(Records from a data collection)
+++++

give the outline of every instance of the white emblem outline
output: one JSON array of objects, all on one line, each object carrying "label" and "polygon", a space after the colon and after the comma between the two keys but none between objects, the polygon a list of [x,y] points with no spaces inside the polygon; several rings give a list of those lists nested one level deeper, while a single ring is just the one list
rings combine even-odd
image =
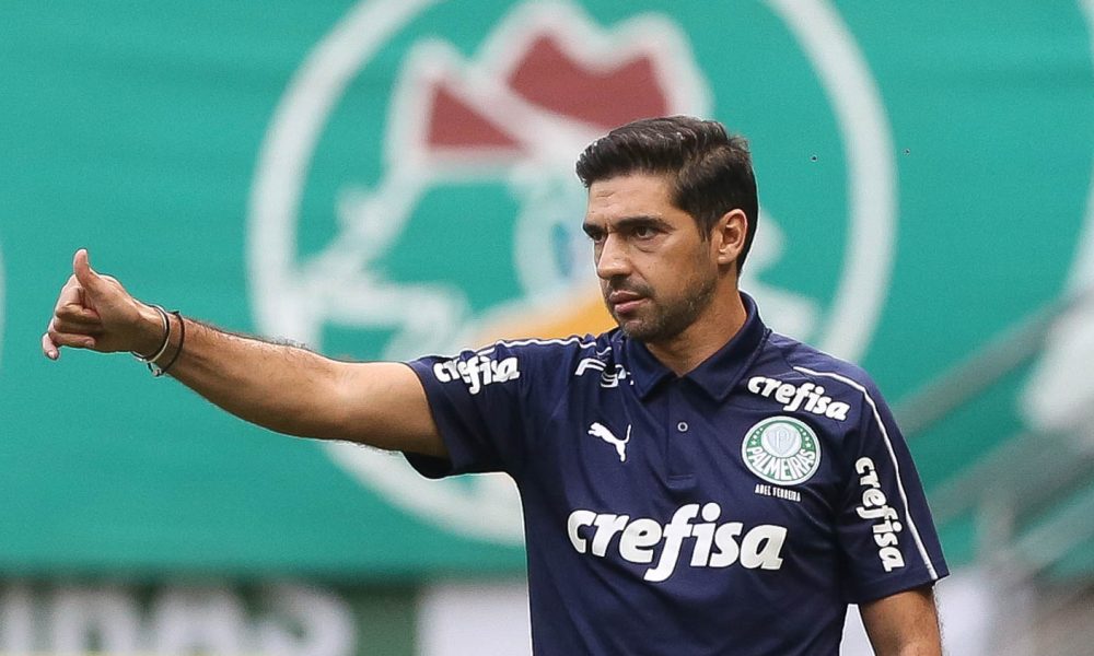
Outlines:
[{"label": "white emblem outline", "polygon": [[[802,429],[808,434],[808,436],[813,440],[813,444],[816,446],[817,457],[816,460],[813,462],[812,467],[810,468],[810,470],[804,475],[799,476],[798,478],[787,481],[781,481],[777,478],[770,477],[764,471],[757,469],[756,466],[753,465],[752,459],[748,457],[748,438],[752,436],[752,434],[755,433],[757,429],[764,426],[764,424],[772,424],[777,422],[789,423]],[[777,454],[772,454],[770,449],[765,448],[764,450],[773,457],[780,457]],[[795,453],[801,453],[801,447],[799,447],[799,450]],[[821,440],[817,437],[816,431],[814,431],[813,427],[810,426],[810,424],[807,424],[806,422],[798,419],[796,417],[790,417],[789,414],[776,414],[772,417],[765,417],[764,419],[753,424],[752,427],[749,427],[747,431],[745,431],[745,435],[741,440],[741,460],[745,464],[745,467],[748,468],[748,471],[753,472],[754,475],[763,479],[765,482],[771,483],[772,485],[779,485],[781,488],[790,485],[800,485],[805,481],[810,480],[811,478],[813,478],[816,475],[816,472],[821,470],[821,460],[823,459],[823,457],[824,455],[821,449]]]},{"label": "white emblem outline", "polygon": [[[821,331],[818,345],[853,360],[864,351],[876,326],[891,274],[896,222],[891,131],[869,67],[830,3],[826,0],[767,2],[816,67],[847,149],[851,225],[847,263],[833,308],[826,313],[829,320]],[[302,290],[294,284],[301,270],[293,265],[293,235],[312,153],[327,117],[364,62],[387,38],[437,3],[438,0],[363,0],[309,54],[282,95],[259,152],[249,198],[247,259],[252,309],[261,330],[296,339],[307,337],[303,335],[306,321],[286,312],[284,301],[289,291],[294,290],[305,307],[314,308],[321,302],[319,294],[309,293],[315,290]],[[567,2],[551,5],[561,8],[560,11],[578,11]],[[453,311],[439,306],[431,291],[423,290],[424,306],[434,314]],[[347,294],[352,292],[347,290]],[[431,321],[430,315],[422,324]],[[319,345],[314,339],[304,341]],[[361,482],[454,532],[502,543],[523,540],[515,493],[510,494],[508,509],[505,504],[497,503],[497,489],[476,494],[477,503],[468,500],[469,505],[463,504],[444,485],[422,481],[415,485],[399,459],[352,445],[326,447],[331,458]],[[396,472],[396,468],[400,471]],[[385,490],[392,493],[386,494]]]}]

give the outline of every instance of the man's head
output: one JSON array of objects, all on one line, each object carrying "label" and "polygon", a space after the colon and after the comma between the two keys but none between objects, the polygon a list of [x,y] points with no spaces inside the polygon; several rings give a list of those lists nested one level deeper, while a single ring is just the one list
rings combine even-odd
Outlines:
[{"label": "man's head", "polygon": [[728,134],[712,120],[644,118],[591,143],[578,159],[577,169],[586,188],[635,173],[666,176],[670,200],[695,219],[703,239],[728,212],[743,211],[748,225],[736,260],[740,274],[759,215],[756,177],[744,138]]}]

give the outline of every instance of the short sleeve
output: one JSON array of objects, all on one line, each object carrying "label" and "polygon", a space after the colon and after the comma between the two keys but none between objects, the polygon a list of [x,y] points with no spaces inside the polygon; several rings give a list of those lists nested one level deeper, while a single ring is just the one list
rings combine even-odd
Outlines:
[{"label": "short sleeve", "polygon": [[505,471],[515,476],[524,454],[525,399],[531,356],[497,343],[455,358],[408,363],[426,389],[449,459],[406,454],[428,478]]},{"label": "short sleeve", "polygon": [[837,531],[848,601],[858,604],[919,587],[950,572],[919,473],[892,412],[873,385],[858,430],[848,435],[847,484]]}]

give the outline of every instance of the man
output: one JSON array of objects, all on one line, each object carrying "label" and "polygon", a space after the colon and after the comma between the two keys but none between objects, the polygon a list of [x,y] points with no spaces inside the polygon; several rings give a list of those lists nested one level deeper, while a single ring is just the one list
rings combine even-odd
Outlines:
[{"label": "man", "polygon": [[457,358],[344,363],[132,298],[77,253],[43,337],[133,351],[243,419],[507,471],[538,654],[941,654],[947,574],[907,447],[863,372],[772,333],[737,290],[758,203],[745,142],[637,121],[578,162],[619,324]]}]

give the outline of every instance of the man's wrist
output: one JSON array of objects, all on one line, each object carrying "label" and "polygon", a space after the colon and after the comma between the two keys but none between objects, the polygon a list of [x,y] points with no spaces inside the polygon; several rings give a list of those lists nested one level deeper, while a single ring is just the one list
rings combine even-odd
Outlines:
[{"label": "man's wrist", "polygon": [[135,348],[131,351],[144,358],[152,358],[163,345],[164,337],[166,337],[163,329],[163,317],[160,311],[144,303],[138,304],[137,314]]}]

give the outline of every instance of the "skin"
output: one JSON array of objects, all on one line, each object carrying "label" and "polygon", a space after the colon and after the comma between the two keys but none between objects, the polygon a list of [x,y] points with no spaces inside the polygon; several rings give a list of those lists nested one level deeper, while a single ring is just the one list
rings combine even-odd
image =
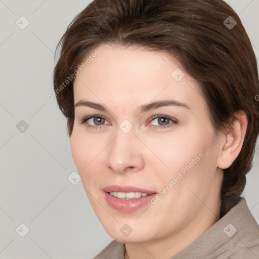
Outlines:
[{"label": "skin", "polygon": [[[75,78],[74,103],[87,100],[106,105],[108,110],[75,108],[73,159],[103,227],[125,244],[125,258],[171,258],[219,220],[223,169],[241,150],[246,115],[236,114],[234,128],[217,135],[198,83],[169,54],[108,44],[97,49],[100,53]],[[177,68],[185,73],[179,82],[171,75]],[[167,106],[138,111],[142,105],[168,99],[190,109]],[[80,123],[93,115],[105,119],[96,119],[96,124],[93,118]],[[178,122],[165,123],[164,119],[152,119],[155,115],[170,116]],[[125,119],[133,125],[128,133],[119,127]],[[101,128],[88,127],[100,124]],[[155,127],[159,125],[171,126]],[[201,153],[202,158],[156,204],[124,212],[106,202],[102,189],[111,185],[159,193]],[[120,231],[125,224],[133,230],[126,237]]]}]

+++++

TASK REQUIREMENTS: Repeat every line of the listing above word for word, omitting the pictures.

EXPECTED ANSWER:
give the outline of every instance of the white emblem outline
output: one JSON array of objects, all on one line, each object carrying "label" and "polygon", a space after the colon and after the comma between the two keys but none between objects, the polygon a list of [x,y] points with no spaces inside the polygon; several rings give a list of those lists nested one level deeper, while a single ring is just the one list
rings combine even-odd
image =
Outlines:
[{"label": "white emblem outline", "polygon": [[[802,429],[808,434],[808,436],[813,440],[813,444],[816,446],[817,457],[816,460],[813,462],[812,467],[810,468],[810,470],[804,475],[799,476],[798,478],[787,481],[781,481],[777,478],[770,477],[764,471],[757,469],[756,466],[753,465],[752,459],[748,457],[748,438],[752,436],[752,434],[755,433],[757,429],[764,426],[764,424],[772,424],[777,422],[789,423]],[[777,454],[772,454],[770,449],[765,448],[764,450],[773,457],[780,457]],[[795,453],[801,453],[801,447],[799,447],[799,450]],[[821,440],[817,437],[816,431],[814,431],[813,427],[810,426],[810,424],[807,424],[806,422],[798,419],[796,417],[790,417],[789,414],[776,414],[772,417],[765,417],[764,419],[753,424],[752,427],[749,427],[747,431],[745,431],[745,435],[741,440],[741,460],[745,464],[745,467],[748,468],[748,471],[753,472],[754,475],[763,479],[765,482],[771,483],[772,485],[779,485],[781,488],[790,485],[800,485],[805,481],[810,480],[811,478],[813,478],[816,475],[816,472],[821,470],[821,460],[823,459],[823,457],[824,455],[821,449]]]},{"label": "white emblem outline", "polygon": [[[821,331],[818,345],[853,360],[864,351],[876,326],[891,274],[896,222],[891,131],[869,67],[830,3],[826,0],[767,2],[816,67],[847,149],[851,225],[847,263],[833,308],[826,313],[829,320]],[[302,290],[294,284],[301,270],[293,265],[293,235],[312,153],[327,117],[364,62],[387,38],[437,3],[438,0],[363,0],[309,54],[282,95],[259,152],[249,198],[247,259],[252,309],[261,330],[296,339],[307,337],[303,335],[306,321],[286,312],[284,301],[289,291],[294,290],[305,307],[314,308],[321,302],[319,294],[309,293],[315,290]],[[567,2],[551,5],[561,8],[560,11],[578,11]],[[453,311],[439,306],[431,291],[423,290],[424,306],[434,314]],[[347,294],[352,292],[347,290]],[[431,321],[430,315],[422,324]],[[319,345],[314,339],[304,341]],[[361,482],[454,532],[502,543],[523,540],[515,493],[510,494],[508,509],[505,504],[497,503],[497,489],[476,494],[477,503],[468,500],[469,505],[463,504],[444,485],[422,481],[415,485],[399,459],[352,445],[326,447],[331,458]],[[396,472],[396,468],[400,471]],[[385,490],[392,493],[386,494]]]}]

give the outline of every instance of the man's head
output: one JSON array of objects, all on one line, each object carrying "label" and "polygon", a space after the colon and after the comma between the two keys but none between objects, the polygon a list of [x,y] points with no spaces inside the polygon; several rings give a list of those lists nested one level deeper, while a single ring is just the one list
rings combine even-odd
Outlines:
[{"label": "man's head", "polygon": [[728,134],[712,120],[644,118],[591,143],[578,159],[577,169],[586,188],[635,173],[666,176],[670,200],[695,219],[703,239],[728,212],[743,211],[748,225],[736,260],[740,274],[759,215],[756,177],[744,138]]}]

give the outline of every instance of the short sleeve
output: one JSON array of objects, all on one line, each object carrying "label" and "polygon", a space after the colon and after the comma between the two keys but none between objects, the polygon a list of [x,y] points with no spaces inside the polygon; several rings give a list of those lists nested one level deeper, while a single ring is just the one list
rings combine even-odd
Outlines:
[{"label": "short sleeve", "polygon": [[505,471],[515,476],[524,454],[525,399],[531,356],[497,343],[455,358],[408,363],[426,389],[449,459],[406,454],[428,478]]},{"label": "short sleeve", "polygon": [[837,531],[848,601],[858,604],[919,587],[950,572],[919,473],[892,412],[873,385],[858,430],[848,435],[847,484]]}]

give the outline of every instance of the man
output: one JSON array of objects, all on one line, each object carrying "label" and "polygon", a space after the colon and after the comma between the two keys but none between objects, the polygon a list of [x,y] points with no spaces inside the polygon; several rings give a list of those lists nested one level deeper, while a single ring is just the one list
rings combine even-odd
Outlines:
[{"label": "man", "polygon": [[457,358],[344,363],[132,298],[77,253],[43,337],[133,351],[243,419],[507,471],[538,654],[941,654],[947,574],[907,447],[863,372],[772,333],[737,290],[758,203],[745,142],[637,121],[578,162],[619,324]]}]

give the outline of every instance of the man's wrist
output: one JSON array of objects, all on one line, each object carrying "label" and "polygon", a space after the colon and after the comma between the two keys but none between objects, the polygon a list of [x,y] points with no spaces inside the polygon; several rings give a list of those lists nested one level deeper, while a single ring is just the one list
rings combine even-odd
Outlines:
[{"label": "man's wrist", "polygon": [[135,348],[131,351],[144,358],[152,358],[163,345],[164,337],[166,337],[163,329],[163,317],[160,311],[144,303],[138,304],[137,314]]}]

give the outline of every instance of the "skin"
output: one JSON array of objects, all on one line, each object carrying "label" and "polygon", a space after the colon and after the comma between the two keys but none between objects, the polygon a list of [x,y] points with no spaces inside the polygon; several rings give a list of those lists nested one level deeper, while a single ring is just the one list
rings combine even-odd
image =
Outlines:
[{"label": "skin", "polygon": [[[75,78],[74,103],[87,100],[106,105],[108,110],[75,108],[73,159],[103,227],[125,244],[125,258],[171,258],[219,220],[223,169],[241,150],[246,115],[236,114],[234,128],[217,135],[198,83],[169,54],[108,44],[97,49],[100,53]],[[177,68],[185,73],[179,82],[171,75]],[[167,106],[138,111],[142,105],[168,99],[190,109]],[[80,123],[93,115],[105,119],[96,119],[96,124],[93,118]],[[178,122],[165,123],[164,119],[152,119],[155,115],[170,116]],[[125,119],[133,125],[128,133],[119,127]],[[101,128],[88,127],[100,124]],[[155,127],[159,125],[171,126]],[[201,153],[202,158],[156,204],[124,212],[106,202],[102,189],[111,185],[159,193]],[[120,231],[125,224],[133,230],[126,237]]]}]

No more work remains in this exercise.